§ ACTIONS À MENER
A) Selon le passage du texte, qu'est-ce qu'Aristote présente comme la source de la philosophie ?
B) Repérez dans les enregistrements chaque ligne contenant la chaîne "brown", en tenant compte de la casse, puis recopiez ces lignes.

§ PASSAGE DU TEXTE
★ ★ ★ ★ ★

C'est ici que je devine, oui, le frémissement de la pensée.

J'imagine qu'il n'est pas tant de différences que cela entre ces bruissements de nos aubes antiques et nos balbutiements enfantins : notre parcours personnel imite si volontiers les chemins de l'espèce ou de l'histoire. Aristote a beau dire l'étonnement comme source de la philosophie et supposer un désir naturel de connaissance, ou Augustin évoquer suavement une libido sciendi qui viendrait compléter les Libido sentiendi et dominandi - même s'il est intéressant de constater que, chez lui, ce désir de connaissance est coupable dès lors qu'il consiste à croire que la vérité est accessible sans la révélation par le seul truchement de la raison. Dans cet homme des origines, autant que dans l'enfant qui se forme, je devine autant de curiosité que de peur ; autant d'appétit que de repliement.

★ ★ ★ ★ ★

§ DONNÉES DISPONIBLES
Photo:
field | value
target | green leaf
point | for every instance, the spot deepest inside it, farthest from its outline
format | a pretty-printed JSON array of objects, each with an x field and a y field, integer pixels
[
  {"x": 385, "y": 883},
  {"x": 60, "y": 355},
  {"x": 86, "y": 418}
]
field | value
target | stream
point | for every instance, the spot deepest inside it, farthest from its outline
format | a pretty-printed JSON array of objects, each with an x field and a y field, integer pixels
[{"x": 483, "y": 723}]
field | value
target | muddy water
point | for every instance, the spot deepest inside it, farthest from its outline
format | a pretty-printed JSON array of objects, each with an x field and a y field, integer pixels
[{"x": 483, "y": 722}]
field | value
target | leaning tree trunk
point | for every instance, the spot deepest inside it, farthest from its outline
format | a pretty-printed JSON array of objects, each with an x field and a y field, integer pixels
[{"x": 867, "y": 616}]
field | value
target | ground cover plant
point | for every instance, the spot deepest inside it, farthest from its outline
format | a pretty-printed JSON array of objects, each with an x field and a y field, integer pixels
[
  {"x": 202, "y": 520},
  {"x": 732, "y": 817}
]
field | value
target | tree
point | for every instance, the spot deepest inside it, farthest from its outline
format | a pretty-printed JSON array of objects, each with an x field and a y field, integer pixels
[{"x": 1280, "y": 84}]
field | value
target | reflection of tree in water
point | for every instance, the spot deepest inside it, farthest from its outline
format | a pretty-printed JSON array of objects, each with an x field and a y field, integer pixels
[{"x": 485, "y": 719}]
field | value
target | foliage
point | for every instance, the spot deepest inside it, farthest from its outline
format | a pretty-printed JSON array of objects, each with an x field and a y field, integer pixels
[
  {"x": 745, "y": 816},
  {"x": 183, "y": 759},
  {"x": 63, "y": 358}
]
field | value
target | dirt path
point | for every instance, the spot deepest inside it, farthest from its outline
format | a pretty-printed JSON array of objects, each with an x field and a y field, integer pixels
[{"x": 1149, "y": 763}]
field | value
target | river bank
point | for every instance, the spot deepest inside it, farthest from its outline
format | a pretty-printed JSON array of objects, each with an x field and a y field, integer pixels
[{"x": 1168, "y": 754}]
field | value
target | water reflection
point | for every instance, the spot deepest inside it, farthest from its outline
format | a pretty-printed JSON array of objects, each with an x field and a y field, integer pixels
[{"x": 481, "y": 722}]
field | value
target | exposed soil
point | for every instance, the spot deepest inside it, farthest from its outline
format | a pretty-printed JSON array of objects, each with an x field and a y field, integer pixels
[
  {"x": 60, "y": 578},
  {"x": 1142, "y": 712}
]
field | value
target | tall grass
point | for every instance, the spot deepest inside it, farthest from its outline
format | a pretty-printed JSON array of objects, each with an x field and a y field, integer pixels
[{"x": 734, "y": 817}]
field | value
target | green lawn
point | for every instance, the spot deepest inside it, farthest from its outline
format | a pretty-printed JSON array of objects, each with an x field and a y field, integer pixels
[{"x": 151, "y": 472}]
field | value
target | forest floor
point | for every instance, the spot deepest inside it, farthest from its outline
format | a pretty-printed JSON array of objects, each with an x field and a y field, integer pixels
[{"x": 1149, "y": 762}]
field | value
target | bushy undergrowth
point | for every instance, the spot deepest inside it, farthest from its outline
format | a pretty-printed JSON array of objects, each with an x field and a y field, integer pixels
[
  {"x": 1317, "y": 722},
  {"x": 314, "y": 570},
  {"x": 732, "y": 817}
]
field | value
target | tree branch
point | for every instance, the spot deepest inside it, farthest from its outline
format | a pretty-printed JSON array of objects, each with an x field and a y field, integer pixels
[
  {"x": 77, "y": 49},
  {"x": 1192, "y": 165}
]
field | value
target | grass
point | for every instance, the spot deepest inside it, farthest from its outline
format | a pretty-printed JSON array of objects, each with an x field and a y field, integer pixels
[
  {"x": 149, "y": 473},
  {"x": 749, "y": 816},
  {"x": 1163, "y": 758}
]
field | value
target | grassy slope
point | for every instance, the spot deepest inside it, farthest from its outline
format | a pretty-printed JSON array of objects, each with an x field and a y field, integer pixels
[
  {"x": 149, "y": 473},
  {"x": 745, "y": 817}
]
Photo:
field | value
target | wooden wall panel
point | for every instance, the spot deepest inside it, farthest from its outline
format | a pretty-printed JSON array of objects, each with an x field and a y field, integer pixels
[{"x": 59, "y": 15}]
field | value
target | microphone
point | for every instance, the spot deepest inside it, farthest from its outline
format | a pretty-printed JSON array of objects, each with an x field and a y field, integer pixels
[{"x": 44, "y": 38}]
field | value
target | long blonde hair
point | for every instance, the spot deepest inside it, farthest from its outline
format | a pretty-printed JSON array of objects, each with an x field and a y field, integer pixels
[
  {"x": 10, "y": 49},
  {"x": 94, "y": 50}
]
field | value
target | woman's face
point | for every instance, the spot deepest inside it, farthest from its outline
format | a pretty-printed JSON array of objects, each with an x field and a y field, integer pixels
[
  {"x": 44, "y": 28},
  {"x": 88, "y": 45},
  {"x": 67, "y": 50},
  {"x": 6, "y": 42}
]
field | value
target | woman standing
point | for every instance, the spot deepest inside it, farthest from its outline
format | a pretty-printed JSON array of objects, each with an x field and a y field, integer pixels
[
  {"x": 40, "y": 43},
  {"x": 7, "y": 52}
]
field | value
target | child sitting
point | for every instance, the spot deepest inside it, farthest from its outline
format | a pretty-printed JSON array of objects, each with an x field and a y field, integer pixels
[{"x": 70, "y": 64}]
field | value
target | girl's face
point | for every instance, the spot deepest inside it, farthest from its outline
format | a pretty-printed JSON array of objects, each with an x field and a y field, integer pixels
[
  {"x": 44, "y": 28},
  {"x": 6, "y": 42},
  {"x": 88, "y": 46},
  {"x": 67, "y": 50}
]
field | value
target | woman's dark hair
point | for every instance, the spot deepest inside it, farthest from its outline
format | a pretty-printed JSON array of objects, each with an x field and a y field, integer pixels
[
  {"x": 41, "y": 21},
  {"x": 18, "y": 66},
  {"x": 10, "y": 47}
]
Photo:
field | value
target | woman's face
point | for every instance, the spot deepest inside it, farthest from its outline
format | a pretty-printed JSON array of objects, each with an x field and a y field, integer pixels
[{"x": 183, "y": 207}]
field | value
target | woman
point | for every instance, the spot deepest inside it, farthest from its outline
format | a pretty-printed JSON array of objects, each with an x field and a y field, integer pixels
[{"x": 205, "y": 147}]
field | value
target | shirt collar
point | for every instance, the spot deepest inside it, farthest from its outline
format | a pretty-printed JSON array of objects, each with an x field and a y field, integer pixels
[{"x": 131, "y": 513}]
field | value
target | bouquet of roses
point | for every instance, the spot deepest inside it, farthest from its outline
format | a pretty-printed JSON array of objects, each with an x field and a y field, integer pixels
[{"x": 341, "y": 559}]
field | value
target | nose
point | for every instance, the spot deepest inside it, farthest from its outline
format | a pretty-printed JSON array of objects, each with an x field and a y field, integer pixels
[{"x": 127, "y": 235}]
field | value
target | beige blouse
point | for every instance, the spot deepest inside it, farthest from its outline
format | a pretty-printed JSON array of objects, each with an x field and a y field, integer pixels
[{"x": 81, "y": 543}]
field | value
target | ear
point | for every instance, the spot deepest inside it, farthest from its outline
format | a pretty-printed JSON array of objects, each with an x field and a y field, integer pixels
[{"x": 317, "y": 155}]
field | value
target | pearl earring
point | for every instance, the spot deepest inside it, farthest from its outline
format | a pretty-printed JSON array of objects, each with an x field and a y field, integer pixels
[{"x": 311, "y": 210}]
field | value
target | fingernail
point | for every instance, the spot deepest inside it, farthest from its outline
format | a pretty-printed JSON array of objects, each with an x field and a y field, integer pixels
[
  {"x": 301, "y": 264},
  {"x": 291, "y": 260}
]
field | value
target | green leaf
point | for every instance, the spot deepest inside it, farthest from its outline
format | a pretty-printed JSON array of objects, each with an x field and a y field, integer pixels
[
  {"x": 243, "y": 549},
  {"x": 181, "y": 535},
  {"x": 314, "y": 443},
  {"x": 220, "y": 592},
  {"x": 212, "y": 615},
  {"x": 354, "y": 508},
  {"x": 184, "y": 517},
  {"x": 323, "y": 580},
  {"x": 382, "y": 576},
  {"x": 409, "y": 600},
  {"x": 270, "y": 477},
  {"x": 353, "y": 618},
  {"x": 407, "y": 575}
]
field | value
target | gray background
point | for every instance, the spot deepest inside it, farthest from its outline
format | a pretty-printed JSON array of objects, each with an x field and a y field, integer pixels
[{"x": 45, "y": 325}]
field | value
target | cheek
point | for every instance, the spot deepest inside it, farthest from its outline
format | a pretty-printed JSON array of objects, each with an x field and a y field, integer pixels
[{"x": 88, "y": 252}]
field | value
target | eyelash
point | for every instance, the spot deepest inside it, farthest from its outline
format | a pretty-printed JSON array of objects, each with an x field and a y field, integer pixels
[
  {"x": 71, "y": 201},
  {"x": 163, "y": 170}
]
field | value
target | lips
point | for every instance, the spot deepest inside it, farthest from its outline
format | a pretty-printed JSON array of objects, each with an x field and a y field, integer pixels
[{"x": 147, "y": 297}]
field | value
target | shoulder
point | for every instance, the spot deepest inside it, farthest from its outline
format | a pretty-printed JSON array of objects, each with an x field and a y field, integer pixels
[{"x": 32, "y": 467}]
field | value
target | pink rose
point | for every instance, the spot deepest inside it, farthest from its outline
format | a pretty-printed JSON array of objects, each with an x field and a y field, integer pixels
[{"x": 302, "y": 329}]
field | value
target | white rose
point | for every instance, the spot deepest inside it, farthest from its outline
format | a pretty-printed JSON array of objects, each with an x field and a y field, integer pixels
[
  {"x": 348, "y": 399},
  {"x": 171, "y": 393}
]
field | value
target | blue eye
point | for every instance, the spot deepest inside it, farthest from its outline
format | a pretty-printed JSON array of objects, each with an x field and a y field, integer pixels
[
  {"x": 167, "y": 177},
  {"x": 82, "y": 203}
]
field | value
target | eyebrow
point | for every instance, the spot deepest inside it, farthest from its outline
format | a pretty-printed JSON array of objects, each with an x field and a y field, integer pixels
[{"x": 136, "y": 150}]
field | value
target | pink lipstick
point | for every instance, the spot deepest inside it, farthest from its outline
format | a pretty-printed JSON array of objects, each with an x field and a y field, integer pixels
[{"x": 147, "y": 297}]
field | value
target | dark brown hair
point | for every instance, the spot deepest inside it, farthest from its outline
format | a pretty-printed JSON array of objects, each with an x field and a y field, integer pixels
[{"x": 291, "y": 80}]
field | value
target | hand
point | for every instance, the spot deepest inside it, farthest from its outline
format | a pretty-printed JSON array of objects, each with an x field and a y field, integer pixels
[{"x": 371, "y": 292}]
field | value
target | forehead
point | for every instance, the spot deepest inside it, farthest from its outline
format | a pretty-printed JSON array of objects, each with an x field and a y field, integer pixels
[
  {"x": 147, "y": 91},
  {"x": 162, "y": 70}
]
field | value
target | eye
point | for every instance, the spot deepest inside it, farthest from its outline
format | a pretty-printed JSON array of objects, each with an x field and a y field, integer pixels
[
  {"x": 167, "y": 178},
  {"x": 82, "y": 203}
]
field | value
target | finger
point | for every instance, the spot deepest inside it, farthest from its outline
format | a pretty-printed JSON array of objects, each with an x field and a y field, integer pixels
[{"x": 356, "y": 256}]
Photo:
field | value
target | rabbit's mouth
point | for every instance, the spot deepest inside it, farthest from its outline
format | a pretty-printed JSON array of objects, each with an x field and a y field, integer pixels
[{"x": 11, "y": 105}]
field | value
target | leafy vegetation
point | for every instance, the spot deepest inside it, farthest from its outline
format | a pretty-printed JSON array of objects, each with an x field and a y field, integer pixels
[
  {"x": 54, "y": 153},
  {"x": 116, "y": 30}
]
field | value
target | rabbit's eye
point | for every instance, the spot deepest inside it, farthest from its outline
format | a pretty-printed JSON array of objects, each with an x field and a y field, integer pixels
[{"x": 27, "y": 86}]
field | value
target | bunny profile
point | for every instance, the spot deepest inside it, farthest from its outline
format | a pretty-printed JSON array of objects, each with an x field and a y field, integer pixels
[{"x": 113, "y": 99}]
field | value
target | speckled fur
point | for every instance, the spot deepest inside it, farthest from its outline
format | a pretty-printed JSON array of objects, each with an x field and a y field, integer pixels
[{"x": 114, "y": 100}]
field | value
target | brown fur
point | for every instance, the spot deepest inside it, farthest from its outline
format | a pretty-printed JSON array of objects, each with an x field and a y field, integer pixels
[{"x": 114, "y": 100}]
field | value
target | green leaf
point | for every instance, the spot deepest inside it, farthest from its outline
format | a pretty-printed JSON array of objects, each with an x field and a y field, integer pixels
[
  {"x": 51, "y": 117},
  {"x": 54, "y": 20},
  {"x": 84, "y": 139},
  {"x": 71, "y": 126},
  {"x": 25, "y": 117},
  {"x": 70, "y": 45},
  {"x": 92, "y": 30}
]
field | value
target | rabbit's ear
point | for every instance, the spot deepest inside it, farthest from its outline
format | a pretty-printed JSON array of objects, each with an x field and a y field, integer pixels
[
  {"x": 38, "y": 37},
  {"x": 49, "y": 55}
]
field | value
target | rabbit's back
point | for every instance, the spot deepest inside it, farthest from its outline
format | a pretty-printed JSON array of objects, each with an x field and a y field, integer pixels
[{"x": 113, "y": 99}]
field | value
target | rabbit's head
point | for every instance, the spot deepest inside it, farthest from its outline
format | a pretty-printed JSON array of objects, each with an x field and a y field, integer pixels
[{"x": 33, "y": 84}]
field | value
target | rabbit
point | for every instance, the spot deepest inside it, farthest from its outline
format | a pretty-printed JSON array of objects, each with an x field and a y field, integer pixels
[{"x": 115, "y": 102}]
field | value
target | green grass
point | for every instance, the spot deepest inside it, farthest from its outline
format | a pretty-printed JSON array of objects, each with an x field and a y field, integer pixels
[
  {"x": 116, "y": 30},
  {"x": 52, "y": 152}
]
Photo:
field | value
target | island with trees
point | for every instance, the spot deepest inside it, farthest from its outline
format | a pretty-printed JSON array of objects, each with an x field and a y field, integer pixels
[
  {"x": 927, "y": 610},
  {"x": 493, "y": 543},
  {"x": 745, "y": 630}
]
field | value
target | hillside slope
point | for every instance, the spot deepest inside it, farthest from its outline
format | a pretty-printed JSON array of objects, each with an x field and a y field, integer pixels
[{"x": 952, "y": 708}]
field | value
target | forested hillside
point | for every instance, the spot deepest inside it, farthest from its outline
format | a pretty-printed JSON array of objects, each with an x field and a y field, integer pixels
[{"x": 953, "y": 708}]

★ ★ ★ ★ ★

§ ENSEMBLE DES RÉPONSES
A) L'étonnement.

B)
target | dark brown hair
target | brown fur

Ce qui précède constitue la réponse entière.